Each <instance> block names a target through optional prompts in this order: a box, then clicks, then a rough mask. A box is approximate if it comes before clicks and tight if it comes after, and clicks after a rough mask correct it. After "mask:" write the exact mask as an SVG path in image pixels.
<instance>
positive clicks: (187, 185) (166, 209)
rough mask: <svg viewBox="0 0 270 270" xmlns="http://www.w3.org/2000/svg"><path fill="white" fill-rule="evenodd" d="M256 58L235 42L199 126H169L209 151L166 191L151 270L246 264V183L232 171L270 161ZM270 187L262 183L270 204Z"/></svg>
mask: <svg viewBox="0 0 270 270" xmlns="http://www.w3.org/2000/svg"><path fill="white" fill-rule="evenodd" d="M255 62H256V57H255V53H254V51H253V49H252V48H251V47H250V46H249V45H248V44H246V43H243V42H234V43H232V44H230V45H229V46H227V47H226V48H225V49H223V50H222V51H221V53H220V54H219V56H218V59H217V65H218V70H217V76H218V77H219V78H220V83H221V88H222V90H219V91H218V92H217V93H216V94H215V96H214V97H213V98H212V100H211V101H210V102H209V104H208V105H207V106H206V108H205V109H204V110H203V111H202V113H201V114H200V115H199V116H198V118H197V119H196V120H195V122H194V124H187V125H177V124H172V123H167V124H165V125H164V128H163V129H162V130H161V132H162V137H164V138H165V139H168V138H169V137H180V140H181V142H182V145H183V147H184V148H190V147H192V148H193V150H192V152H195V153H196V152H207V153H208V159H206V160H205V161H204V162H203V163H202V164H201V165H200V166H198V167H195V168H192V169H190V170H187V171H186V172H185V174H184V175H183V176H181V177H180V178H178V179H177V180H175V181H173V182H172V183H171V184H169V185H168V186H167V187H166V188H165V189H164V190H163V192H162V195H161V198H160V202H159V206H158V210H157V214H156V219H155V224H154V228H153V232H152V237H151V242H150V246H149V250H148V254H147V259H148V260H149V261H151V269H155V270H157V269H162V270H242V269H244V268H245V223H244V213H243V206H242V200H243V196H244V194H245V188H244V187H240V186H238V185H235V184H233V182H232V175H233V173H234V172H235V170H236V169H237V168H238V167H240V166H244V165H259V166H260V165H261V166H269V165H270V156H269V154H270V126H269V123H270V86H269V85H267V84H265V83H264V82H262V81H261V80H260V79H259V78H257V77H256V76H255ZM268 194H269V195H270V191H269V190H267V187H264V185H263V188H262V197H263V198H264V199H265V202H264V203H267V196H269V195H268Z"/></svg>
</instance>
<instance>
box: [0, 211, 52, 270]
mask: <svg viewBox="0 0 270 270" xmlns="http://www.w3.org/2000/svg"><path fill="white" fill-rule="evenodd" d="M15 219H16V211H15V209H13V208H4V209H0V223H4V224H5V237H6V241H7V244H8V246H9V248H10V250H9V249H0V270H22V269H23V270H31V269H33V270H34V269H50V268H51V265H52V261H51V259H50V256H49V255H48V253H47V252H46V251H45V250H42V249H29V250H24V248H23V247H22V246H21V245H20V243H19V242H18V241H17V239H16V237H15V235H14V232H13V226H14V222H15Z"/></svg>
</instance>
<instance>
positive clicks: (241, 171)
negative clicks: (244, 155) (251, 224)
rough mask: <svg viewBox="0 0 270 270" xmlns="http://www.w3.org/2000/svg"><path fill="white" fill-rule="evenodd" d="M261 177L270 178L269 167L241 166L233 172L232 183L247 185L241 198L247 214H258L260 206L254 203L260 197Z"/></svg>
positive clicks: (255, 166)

····················

Exercise directions
Rewrite everything from the start of these lines down through the line containing "positive clicks: (187, 185) (166, 209)", changing "clicks" to "points" and leaving all else as it is.

Output
Each <instance> block names a target through optional prompts in this order: a box, then points, then a rough mask. A box is approximate if it comes before points and tight if it comes after, and points after a rough mask correct it. After "mask:" write the exact mask as an SVG path in image pixels.
<instance>
positive points: (187, 185) (166, 209)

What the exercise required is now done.